Set task a →
Rewrite everything in the forum post from "I create new" down to "with that image.", swapping "snapshot" for "backup".

Error When Creating/Transferring Container to New Cluster with Ceph Storage Backend

muhfiasbin · December 27, 2021, 9:44am

I create new LXD Cluster with Ceph as Storage Backend. I try to transfer a container from the existing cluster to the new one. On the existing cluster, I create a snapshot on the container then publish the snapshot as image. The image is 20 GB in size. I got errors when creating container on the new cluster with that image.

Error when creating the container :

tar: rootfs/etc/ssl/certs/AffirmTrust_Premium_ECC.pem: Cannot create symlink to ‘/usr/share/ca-certificates/mozilla/AffirmTrust_Premium_ECC.crt’: No space left on device
tar: rootfs/etc/ssl/certs/AffirmTrust_Networking.pem: Cannot create symlink to ‘/usr/share/ca-certificates/mozilla/AffirmTrust_Networking.crt’: No space left on device
tar: rootfs/etc/ssl/certs/AffirmTrust_Commercial.pem: Cannot create symlink to ‘/usr/share/ca-certificates/mozilla/AffirmTrust_Commercial.crt’: No space left on device
tar: rootfs/etc/ssl/certs/Actalis_Authentication_Root_CA.pem: Cannot create symlink to ‘/usr/share/ca-certificates/mozilla/Actalis_Authentication_Root_CA.crt’: No space left on device
tar: Exiting with failure status due to previous errors.

[Collected data]
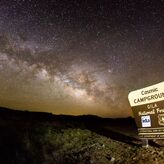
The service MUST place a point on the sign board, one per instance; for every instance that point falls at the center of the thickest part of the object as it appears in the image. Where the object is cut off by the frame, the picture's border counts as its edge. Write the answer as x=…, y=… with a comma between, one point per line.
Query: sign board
x=148, y=108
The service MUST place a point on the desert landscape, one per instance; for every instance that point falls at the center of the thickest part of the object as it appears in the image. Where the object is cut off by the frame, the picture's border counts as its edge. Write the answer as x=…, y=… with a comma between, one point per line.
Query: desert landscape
x=34, y=137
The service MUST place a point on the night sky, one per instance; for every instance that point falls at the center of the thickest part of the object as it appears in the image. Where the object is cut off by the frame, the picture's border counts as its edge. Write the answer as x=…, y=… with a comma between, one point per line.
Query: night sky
x=79, y=57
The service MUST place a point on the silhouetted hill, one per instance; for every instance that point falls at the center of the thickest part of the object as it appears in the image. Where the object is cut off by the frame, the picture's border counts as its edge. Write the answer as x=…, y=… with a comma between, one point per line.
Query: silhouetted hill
x=44, y=138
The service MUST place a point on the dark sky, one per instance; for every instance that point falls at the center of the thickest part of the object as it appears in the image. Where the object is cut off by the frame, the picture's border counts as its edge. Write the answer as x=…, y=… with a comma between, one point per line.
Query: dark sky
x=79, y=57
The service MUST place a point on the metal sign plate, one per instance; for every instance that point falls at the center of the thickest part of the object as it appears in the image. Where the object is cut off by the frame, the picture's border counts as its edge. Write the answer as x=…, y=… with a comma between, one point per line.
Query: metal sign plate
x=148, y=108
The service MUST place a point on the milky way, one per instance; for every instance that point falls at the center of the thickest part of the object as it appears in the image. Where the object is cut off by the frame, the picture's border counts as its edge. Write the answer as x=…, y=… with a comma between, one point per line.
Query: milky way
x=79, y=57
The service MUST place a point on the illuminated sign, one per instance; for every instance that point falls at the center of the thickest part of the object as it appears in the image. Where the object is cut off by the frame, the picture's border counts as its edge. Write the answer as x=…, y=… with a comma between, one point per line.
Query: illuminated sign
x=148, y=108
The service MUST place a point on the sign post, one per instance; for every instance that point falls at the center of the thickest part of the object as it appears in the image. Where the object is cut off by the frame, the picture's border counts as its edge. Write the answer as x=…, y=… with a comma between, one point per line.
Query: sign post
x=148, y=108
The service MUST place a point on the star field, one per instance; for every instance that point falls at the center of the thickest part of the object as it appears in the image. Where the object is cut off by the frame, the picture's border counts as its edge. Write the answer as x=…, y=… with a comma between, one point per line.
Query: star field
x=79, y=57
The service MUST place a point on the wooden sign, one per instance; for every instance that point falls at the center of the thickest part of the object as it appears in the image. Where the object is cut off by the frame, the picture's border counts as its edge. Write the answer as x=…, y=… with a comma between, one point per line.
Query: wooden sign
x=148, y=108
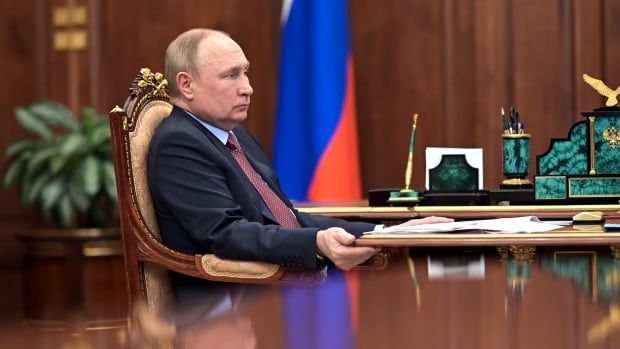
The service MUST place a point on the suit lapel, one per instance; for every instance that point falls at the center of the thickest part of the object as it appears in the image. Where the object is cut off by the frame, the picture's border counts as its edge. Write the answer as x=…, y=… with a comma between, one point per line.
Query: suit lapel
x=257, y=200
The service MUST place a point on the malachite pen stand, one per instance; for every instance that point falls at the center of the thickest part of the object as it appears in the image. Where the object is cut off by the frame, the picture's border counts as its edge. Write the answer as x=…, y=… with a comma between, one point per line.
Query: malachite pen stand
x=516, y=155
x=585, y=165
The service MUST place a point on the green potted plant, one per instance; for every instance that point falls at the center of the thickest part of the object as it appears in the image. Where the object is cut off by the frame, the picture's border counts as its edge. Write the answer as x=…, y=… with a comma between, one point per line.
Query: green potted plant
x=66, y=171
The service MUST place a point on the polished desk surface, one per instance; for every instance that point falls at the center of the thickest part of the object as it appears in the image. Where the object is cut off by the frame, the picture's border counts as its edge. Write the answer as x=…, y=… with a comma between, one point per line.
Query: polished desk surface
x=429, y=298
x=559, y=289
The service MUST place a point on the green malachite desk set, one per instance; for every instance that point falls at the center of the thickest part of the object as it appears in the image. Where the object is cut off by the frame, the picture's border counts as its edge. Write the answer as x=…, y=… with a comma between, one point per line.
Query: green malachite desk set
x=584, y=167
x=586, y=164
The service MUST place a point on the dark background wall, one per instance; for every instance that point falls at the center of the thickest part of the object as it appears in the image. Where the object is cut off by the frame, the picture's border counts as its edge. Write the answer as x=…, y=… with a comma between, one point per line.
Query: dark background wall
x=454, y=62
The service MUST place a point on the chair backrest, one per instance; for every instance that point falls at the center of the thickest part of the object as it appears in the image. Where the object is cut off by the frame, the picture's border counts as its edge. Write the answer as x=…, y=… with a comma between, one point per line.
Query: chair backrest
x=132, y=129
x=147, y=260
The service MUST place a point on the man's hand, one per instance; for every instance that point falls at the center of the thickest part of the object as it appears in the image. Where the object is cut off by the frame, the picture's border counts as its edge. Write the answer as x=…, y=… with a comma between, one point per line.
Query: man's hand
x=335, y=244
x=425, y=220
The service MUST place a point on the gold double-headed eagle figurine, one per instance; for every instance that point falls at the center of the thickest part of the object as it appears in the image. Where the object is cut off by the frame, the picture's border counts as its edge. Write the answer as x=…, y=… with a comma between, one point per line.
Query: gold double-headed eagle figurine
x=600, y=87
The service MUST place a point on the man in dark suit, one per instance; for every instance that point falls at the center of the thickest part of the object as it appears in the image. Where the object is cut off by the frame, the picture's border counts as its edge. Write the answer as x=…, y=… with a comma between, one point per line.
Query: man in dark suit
x=211, y=183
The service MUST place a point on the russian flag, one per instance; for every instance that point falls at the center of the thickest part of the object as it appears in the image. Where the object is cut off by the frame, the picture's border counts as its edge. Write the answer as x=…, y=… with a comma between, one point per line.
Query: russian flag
x=316, y=149
x=316, y=155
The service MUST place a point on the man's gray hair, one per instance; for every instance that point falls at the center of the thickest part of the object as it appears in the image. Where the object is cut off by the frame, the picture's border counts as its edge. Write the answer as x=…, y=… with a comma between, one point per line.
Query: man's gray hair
x=182, y=55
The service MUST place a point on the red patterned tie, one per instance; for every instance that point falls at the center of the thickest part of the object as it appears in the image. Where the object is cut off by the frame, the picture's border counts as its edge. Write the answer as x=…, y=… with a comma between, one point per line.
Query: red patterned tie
x=278, y=208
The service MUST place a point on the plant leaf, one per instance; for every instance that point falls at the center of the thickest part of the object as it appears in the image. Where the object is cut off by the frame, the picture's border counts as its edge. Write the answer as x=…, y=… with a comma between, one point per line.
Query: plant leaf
x=72, y=143
x=66, y=213
x=13, y=171
x=18, y=147
x=79, y=198
x=50, y=195
x=39, y=158
x=99, y=135
x=89, y=175
x=33, y=124
x=109, y=179
x=56, y=113
x=33, y=190
x=58, y=162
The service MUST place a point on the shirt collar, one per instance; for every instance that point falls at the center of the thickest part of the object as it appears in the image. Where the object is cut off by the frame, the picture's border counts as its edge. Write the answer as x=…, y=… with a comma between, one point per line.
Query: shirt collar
x=219, y=133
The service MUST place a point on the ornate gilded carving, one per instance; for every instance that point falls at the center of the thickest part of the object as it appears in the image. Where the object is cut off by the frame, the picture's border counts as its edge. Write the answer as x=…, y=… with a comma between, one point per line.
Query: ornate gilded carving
x=612, y=136
x=116, y=109
x=600, y=87
x=523, y=253
x=154, y=82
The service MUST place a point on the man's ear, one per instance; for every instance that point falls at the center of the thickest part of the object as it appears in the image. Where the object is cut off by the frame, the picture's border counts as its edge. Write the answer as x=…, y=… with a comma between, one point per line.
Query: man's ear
x=184, y=84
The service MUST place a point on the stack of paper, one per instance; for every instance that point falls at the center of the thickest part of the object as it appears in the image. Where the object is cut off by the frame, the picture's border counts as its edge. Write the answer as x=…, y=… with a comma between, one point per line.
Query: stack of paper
x=527, y=224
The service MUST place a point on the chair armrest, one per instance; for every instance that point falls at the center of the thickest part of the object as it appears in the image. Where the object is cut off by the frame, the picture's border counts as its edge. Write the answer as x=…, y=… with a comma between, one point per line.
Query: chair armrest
x=214, y=268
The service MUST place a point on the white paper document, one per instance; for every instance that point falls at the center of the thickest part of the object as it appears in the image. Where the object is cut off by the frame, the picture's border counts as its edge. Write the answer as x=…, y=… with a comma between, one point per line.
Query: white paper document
x=527, y=224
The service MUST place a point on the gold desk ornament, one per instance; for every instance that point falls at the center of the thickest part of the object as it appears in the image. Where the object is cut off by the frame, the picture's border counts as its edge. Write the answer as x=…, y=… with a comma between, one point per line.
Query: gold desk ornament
x=600, y=87
x=408, y=195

Set task b →
Please list every line of the records that contains the string "lapel", treating case as significant.

Full solution a →
I create new LXD Cluster with Ceph as Storage Backend. I try to transfer a container from the existing cluster to the new one. On the existing cluster, I create a backup on the container then publish the backup as image. The image is 20 GB in size. I got errors when creating container on the new cluster with that image.

Full solution b →
The service MUST place a point on the suit lapel, one per instance; for every instance that point falls at the center of the thickest part of the object as it appears in the image. Where the object is cut off by the frame, the picture's border counts as its edge. Write the answer as x=…, y=… with a comma between, one point per line.
Query: suit lapel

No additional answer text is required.